**Source text**
Begin

Höxter – Gütersloh III – Lippe II is an electoral constituency (German: Wahlkreis) represented in the Bundestag. It elects one member via first-past-the-post voting. Under the current constituency numbering system, it is designated as constituency 136. It is located in eastern North Rhine-Westphalia, comprising the Höxter district, a small part of the Gütersloh district, and the southern part of the Lippe district.

Höxter – Gütersloh III – Lippe II was created for the inaugural 1949 federal election. Since 2013, it has been represented by Christian Haase of the Christian Democratic Union (CDU).

Geography
Höxter – Gütersloh III – Lippe II is located in eastern North Rhine-Westphalia. As of the 2021 federal election, it comprises the entirety of the Höxter district, the municipality of Schloß Holte-Stukenbrock from the Gütersloh district, and the municipalities of Augustdorf, Horn-Bad Meinberg, Lügde, Schieder-Schwalenberg, and Schlangen from the Lippe district.

End

**Tasks to perform**
1 - Using the constituency text, explain which districts the three place names in the constituency's title refer to and how much of each district the constituency covers.
2 - Return the passage of the constituency text from "Höxter – Gütersloh III – Lippe II is an" to "Democratic Union (CDU).", copied word for word.

**Stored data**
Begin

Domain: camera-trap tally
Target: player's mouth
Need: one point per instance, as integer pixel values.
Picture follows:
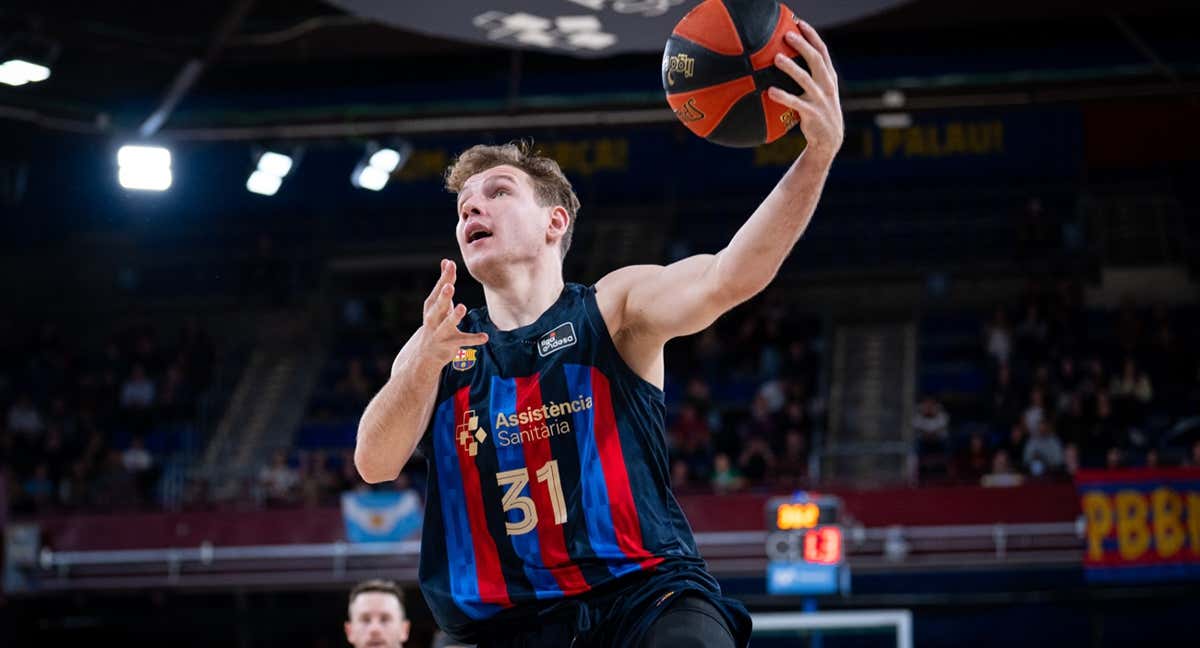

End

**Solution list**
1 - The names refer to the Höxter, Gütersloh, and Lippe districts. The constituency includes all of the Höxter district, only the municipality of Schloß Holte-Stukenbrock from the Gütersloh district, and the southern part of the Lippe district: Augustdorf, Horn-Bad Meinberg, Lügde, Schieder-Schwalenberg, and Schlangen.

2 -
Höxter – Gütersloh III – Lippe II is an electoral constituency (German: Wahlkreis) represented in the Bundestag. It elects one member via first-past-the-post voting. Under the current constituency numbering system, it is designated as constituency 136. It is located in eastern North Rhine-Westphalia, comprising the Höxter district, a small part of the Gütersloh district, and the southern part of the Lippe district.

Höxter – Gütersloh III – Lippe II was created for the inaugural 1949 federal election. Since 2013, it has been represented by Christian Haase of the Christian Democratic Union (CDU).